## GIVEN INSTRUCTION
Keep only the lines of the records below that contain the string "white", and copy each one out. The match is case-sensitive.

[Rows from a segmentation dataset]
******

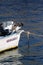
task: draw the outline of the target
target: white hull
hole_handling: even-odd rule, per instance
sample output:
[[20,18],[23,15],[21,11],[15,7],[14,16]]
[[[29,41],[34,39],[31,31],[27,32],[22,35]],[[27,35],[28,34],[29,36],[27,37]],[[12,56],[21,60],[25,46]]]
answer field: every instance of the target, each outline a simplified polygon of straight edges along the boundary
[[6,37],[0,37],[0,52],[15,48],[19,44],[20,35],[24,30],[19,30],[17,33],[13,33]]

******

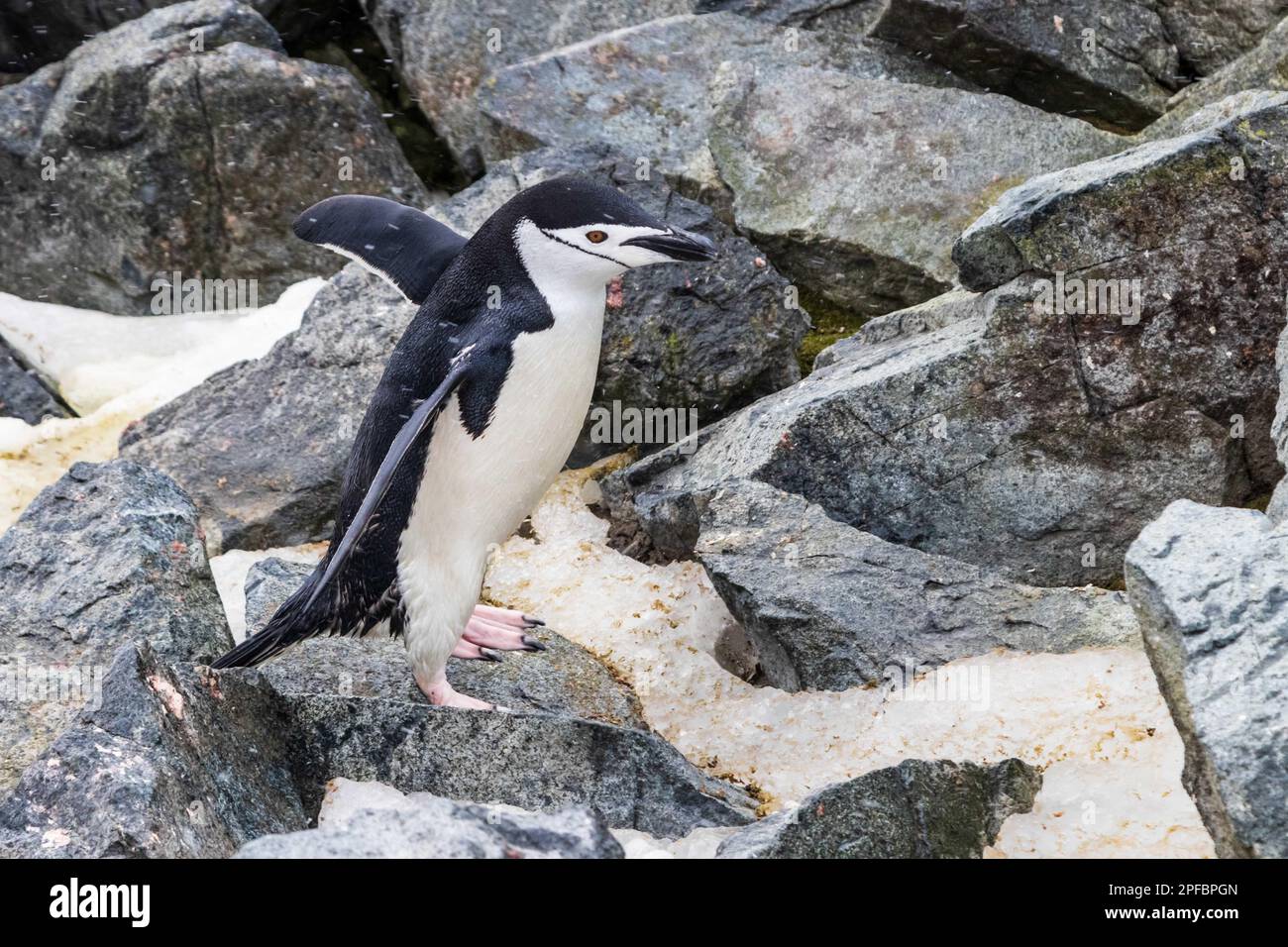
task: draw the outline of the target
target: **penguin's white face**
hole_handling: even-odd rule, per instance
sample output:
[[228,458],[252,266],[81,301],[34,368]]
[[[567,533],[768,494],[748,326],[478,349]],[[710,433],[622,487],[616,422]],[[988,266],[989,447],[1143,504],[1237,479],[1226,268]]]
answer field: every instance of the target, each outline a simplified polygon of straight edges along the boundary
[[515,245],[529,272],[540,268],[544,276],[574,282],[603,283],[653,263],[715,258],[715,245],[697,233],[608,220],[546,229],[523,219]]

******

## ANSWER TO THE TASK
target: white hull
target: **penguin's white face**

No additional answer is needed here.